[Coordinate annotation entries]
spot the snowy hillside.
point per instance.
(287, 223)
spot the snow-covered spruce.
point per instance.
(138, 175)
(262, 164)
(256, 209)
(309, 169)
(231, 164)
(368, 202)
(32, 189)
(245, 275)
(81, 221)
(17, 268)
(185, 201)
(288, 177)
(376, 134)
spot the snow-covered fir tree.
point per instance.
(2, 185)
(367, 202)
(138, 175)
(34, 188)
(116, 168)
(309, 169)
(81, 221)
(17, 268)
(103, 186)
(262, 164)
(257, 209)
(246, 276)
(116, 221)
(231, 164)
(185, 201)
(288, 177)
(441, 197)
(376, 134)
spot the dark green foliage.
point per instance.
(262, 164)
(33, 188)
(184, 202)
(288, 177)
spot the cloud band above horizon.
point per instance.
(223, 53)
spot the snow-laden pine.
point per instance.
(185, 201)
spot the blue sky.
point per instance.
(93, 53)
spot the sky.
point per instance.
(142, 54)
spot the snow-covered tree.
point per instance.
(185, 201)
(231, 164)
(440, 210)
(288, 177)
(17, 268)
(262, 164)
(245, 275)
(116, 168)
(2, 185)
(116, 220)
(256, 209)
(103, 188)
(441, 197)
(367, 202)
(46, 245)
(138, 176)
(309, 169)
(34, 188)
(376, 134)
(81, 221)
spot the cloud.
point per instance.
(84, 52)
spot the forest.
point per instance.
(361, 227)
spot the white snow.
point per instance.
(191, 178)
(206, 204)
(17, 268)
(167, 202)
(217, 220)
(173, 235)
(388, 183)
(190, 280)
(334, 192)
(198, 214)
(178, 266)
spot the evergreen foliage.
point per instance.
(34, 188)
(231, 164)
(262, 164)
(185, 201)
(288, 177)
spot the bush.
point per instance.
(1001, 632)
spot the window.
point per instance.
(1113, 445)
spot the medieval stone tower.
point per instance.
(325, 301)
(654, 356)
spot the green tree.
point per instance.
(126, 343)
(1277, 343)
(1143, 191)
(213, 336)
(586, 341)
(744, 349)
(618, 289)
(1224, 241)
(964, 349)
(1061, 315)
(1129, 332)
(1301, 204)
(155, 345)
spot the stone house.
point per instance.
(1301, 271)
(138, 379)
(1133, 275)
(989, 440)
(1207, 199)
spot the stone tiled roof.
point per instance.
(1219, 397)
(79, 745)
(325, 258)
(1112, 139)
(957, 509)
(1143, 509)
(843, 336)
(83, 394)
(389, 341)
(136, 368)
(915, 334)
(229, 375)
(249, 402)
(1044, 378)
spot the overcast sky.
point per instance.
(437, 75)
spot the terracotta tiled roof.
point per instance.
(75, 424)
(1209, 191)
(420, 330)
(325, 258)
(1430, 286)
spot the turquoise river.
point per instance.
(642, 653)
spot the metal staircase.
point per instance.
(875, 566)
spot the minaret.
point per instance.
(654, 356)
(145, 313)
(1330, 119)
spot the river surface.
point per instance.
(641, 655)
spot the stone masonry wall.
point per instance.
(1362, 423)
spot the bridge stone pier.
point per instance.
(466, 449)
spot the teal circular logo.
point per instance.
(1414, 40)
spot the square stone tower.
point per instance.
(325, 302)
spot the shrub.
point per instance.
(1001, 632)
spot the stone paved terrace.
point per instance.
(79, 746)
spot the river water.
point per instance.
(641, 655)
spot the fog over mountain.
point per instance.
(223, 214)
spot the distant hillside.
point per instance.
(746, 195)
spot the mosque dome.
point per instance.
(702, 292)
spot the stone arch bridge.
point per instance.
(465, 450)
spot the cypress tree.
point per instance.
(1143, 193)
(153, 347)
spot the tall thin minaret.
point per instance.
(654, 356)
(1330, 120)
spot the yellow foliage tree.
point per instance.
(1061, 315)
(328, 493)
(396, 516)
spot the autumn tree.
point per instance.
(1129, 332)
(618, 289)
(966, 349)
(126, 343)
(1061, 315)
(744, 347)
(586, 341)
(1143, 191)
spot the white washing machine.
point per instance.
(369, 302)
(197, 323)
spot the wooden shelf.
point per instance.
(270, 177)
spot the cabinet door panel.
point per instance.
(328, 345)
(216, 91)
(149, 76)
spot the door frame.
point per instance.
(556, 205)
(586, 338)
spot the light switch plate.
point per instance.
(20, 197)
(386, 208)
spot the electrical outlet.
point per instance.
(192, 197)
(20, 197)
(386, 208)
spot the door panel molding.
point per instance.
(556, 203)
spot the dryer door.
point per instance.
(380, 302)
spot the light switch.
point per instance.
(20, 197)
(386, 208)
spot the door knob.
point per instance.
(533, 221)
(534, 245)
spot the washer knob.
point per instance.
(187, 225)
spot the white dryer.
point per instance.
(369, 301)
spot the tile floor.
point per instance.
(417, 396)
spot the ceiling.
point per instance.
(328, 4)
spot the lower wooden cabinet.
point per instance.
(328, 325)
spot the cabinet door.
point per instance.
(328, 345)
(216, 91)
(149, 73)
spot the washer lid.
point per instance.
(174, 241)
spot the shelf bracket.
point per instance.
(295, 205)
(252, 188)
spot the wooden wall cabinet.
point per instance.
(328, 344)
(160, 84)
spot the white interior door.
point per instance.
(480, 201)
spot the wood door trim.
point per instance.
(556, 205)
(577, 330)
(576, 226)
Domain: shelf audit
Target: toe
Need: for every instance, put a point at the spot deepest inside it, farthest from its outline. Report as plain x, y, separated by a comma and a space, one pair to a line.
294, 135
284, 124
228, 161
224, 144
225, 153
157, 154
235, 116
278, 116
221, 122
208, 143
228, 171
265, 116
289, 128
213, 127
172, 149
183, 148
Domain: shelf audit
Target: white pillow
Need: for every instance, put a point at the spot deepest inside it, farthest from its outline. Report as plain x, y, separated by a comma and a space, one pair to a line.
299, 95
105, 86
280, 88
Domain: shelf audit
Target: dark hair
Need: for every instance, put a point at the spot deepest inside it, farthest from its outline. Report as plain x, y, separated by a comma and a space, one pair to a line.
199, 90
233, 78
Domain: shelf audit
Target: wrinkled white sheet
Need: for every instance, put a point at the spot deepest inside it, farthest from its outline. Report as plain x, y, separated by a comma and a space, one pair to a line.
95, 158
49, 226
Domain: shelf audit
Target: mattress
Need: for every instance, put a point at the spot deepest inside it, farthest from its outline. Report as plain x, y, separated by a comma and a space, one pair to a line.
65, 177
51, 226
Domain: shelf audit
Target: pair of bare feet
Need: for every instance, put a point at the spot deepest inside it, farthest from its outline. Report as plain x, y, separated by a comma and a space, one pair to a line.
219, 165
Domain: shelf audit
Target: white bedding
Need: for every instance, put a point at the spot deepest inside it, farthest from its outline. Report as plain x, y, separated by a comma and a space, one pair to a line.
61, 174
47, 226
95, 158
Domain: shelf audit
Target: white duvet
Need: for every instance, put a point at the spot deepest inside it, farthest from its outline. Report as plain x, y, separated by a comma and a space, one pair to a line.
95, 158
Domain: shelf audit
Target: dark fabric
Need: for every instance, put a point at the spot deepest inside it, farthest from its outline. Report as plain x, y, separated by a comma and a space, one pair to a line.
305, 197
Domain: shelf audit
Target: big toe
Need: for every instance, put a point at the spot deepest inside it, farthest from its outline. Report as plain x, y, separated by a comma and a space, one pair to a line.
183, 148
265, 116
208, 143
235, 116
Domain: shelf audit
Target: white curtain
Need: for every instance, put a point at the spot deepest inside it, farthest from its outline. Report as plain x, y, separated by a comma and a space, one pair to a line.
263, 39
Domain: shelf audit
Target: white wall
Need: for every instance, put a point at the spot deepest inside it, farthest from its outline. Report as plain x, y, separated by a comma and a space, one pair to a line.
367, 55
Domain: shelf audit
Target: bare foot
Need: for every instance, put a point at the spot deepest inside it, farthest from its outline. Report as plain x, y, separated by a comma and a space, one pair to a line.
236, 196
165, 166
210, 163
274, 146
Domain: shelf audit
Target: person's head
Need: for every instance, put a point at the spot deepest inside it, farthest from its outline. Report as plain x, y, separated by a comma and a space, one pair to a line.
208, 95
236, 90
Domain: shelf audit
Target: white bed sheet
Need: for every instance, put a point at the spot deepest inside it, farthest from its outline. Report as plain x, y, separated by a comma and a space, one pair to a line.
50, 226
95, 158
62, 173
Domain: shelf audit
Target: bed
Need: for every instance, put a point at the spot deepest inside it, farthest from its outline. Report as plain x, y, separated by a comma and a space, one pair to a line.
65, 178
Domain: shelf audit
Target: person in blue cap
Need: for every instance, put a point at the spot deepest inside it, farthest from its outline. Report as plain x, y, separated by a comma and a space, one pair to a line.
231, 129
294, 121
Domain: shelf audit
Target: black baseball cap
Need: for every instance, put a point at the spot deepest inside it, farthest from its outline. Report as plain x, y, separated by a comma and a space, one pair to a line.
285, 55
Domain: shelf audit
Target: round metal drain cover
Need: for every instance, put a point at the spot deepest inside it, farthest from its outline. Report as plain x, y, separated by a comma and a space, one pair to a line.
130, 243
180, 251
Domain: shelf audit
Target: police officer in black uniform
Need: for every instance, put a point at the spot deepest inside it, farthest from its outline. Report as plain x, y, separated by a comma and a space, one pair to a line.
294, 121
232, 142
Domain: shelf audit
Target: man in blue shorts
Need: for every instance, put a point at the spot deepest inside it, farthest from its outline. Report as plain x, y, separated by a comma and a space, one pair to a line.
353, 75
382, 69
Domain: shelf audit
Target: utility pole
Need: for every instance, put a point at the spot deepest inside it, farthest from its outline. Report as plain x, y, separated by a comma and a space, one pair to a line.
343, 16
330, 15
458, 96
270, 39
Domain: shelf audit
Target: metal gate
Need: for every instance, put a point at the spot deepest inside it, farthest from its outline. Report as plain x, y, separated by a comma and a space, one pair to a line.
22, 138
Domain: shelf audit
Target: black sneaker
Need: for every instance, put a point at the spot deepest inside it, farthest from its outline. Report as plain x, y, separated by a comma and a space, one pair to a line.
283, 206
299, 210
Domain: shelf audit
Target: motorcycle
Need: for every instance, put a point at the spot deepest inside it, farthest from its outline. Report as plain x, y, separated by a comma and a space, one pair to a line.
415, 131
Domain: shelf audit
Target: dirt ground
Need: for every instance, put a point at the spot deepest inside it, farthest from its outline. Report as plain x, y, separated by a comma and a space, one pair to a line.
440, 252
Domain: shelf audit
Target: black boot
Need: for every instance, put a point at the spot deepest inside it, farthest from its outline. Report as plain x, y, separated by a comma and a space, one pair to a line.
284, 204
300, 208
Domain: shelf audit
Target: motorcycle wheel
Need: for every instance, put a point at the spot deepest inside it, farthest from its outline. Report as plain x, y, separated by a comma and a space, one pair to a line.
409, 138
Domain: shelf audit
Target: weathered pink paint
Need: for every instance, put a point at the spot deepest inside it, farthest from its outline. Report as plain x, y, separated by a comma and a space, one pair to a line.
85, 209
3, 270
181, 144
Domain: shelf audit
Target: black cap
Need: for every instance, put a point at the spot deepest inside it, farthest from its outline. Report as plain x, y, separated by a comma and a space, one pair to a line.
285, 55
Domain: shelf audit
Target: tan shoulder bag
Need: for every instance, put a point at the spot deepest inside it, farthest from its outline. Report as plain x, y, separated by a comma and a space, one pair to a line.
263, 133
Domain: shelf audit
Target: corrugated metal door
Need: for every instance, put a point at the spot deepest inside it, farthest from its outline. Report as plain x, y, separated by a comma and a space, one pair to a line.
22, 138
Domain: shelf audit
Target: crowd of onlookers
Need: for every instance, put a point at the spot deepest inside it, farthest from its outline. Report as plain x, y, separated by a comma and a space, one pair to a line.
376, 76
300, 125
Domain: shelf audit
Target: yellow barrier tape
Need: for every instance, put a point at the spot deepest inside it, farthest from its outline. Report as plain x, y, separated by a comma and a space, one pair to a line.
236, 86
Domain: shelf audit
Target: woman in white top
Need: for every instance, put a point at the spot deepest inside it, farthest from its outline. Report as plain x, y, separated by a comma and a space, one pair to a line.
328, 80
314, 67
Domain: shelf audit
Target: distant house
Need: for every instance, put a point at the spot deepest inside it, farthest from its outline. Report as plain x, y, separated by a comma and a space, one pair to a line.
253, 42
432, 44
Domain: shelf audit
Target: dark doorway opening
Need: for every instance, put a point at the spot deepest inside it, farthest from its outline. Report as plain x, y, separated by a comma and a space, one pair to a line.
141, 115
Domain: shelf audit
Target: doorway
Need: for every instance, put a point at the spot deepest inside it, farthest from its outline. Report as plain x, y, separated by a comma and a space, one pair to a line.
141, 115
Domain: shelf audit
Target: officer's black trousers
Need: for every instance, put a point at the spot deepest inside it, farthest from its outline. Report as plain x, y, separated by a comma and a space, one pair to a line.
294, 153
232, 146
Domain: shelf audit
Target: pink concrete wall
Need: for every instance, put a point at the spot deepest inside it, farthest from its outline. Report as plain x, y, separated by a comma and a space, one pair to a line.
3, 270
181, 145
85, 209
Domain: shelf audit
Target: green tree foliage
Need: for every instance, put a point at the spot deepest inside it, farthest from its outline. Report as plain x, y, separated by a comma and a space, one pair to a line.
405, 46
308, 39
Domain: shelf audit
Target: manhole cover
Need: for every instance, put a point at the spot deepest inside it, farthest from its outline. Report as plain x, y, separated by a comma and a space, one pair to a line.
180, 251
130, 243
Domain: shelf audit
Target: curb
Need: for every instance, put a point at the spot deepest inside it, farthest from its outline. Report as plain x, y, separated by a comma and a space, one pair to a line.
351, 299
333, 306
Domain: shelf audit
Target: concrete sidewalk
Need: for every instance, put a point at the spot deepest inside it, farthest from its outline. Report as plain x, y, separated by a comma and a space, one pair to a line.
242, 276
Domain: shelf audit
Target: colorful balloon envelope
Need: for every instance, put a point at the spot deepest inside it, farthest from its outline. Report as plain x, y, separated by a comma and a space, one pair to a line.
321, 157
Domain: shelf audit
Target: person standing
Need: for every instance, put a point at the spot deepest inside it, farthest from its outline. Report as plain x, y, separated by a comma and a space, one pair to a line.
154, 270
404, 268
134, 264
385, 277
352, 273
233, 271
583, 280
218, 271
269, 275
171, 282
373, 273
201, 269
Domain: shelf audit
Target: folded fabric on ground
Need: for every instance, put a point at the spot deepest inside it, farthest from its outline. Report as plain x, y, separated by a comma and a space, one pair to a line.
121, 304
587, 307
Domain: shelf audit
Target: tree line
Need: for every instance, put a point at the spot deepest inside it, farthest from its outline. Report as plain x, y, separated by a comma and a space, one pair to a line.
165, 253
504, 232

▶ _WHAT TO WORK ON_: State how many lines of the listing above contain the string "minaret", with case counting. Give only the number.

▶ _RESULT_: 2